→ EXERCISE
Write out again only the lines running from the one that contains "of the wooden" to the end of the records below, including both the first and the last.

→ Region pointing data
_____

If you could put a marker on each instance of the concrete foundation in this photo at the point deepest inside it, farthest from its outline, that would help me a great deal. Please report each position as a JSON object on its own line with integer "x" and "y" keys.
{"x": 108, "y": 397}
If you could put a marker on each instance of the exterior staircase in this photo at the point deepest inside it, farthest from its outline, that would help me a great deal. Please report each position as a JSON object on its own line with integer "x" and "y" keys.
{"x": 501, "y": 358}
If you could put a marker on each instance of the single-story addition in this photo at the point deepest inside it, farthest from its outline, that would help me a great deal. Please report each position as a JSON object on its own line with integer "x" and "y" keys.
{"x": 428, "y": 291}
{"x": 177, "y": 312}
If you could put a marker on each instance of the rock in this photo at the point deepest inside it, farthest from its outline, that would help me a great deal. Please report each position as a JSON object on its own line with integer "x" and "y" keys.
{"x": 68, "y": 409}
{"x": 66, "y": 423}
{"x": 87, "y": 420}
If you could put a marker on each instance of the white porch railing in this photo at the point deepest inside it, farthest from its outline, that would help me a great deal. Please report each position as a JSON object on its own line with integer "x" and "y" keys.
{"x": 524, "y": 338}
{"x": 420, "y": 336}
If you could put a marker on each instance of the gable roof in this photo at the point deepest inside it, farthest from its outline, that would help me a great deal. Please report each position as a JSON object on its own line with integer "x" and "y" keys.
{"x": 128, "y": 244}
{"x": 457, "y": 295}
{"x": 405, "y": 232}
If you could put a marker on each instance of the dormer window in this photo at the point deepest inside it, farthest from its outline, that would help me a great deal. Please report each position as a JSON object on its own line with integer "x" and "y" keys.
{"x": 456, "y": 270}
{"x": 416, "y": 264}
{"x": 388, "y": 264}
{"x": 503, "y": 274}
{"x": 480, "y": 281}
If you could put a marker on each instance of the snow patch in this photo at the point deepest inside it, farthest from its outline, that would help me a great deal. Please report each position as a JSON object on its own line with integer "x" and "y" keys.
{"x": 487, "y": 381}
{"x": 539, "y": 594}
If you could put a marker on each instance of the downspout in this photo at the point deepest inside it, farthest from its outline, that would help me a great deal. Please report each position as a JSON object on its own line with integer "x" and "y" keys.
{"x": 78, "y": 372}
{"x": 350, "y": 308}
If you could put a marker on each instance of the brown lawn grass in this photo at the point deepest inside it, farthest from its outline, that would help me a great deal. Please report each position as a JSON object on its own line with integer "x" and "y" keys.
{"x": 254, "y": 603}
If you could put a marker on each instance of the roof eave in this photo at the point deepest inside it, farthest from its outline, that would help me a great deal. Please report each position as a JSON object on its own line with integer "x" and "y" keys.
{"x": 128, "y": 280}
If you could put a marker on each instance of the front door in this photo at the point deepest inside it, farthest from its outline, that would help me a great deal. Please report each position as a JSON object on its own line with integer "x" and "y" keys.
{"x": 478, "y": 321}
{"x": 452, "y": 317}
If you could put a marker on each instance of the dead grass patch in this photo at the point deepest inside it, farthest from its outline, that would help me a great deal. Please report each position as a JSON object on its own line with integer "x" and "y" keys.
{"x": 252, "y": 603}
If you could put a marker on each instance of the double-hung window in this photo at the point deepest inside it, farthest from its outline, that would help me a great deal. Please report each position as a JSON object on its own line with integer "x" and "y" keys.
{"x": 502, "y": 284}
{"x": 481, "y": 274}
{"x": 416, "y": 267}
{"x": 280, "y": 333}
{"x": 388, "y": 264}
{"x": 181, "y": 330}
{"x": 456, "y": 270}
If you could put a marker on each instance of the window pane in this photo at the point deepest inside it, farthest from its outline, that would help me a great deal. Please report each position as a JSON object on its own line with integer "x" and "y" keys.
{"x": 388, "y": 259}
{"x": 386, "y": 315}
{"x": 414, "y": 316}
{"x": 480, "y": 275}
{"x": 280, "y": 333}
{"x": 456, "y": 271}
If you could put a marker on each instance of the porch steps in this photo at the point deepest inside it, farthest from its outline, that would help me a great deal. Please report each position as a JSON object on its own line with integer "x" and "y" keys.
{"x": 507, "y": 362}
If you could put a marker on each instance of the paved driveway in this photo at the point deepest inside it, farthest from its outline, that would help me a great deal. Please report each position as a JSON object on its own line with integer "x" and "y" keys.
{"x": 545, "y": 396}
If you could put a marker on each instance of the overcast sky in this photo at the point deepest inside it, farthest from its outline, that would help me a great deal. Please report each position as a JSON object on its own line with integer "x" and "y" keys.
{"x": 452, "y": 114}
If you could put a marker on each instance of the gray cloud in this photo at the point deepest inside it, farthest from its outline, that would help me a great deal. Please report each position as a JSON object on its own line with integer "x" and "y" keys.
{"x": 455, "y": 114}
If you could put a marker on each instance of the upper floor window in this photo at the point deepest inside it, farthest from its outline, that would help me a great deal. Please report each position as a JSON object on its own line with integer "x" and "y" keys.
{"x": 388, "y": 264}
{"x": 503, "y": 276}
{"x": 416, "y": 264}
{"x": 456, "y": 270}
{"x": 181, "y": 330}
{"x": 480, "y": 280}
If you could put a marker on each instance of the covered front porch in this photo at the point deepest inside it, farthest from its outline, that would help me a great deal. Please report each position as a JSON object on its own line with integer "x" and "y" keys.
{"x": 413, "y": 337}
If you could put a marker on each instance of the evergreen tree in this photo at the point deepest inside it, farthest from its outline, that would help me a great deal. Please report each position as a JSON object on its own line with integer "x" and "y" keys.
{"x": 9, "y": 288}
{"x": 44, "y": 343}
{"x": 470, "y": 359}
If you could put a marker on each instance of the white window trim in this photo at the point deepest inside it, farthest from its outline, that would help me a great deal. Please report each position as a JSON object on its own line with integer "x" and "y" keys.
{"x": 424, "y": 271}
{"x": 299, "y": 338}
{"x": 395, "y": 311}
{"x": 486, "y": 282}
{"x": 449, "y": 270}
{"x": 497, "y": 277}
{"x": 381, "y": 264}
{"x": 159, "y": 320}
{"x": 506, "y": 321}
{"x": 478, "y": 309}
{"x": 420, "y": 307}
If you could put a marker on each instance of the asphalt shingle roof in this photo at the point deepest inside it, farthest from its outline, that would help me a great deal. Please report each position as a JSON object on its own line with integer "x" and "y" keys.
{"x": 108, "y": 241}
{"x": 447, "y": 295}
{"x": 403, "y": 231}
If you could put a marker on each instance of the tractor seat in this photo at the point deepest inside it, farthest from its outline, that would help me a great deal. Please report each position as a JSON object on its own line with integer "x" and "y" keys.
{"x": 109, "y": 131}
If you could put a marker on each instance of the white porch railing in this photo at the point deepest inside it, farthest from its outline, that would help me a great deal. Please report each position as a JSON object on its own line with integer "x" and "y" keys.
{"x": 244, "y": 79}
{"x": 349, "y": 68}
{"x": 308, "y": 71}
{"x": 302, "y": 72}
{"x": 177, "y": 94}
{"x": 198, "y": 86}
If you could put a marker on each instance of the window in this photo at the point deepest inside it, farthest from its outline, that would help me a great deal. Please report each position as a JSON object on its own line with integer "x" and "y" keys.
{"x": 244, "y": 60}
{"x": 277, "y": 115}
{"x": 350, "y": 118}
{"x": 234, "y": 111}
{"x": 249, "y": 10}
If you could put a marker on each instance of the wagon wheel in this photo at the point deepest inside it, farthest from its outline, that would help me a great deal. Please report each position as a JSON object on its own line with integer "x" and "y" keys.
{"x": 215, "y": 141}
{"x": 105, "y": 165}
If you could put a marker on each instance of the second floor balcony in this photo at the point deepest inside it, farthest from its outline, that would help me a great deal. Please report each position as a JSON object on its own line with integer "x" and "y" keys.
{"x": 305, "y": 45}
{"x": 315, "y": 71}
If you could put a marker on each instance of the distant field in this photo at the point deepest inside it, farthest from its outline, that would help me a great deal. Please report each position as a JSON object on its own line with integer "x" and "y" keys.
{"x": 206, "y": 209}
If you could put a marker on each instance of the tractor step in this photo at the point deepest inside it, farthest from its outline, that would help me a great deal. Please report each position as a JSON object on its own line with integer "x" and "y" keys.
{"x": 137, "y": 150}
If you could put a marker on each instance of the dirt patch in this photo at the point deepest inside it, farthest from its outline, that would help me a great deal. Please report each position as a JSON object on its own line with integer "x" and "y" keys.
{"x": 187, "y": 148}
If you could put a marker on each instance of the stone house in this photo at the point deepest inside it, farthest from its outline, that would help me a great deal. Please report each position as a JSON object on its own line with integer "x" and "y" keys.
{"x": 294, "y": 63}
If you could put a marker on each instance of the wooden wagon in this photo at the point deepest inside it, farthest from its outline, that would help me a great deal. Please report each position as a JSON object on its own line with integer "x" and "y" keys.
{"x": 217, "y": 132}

_____

→ RESPONSE AREA
If you could put a marker on each instance of the wooden wagon in this photo at the point deepest inside it, farthest from its outline, that would help me a great deal. Please report each position as a JSON object on its own line with integer "x" and "y" keys.
{"x": 217, "y": 132}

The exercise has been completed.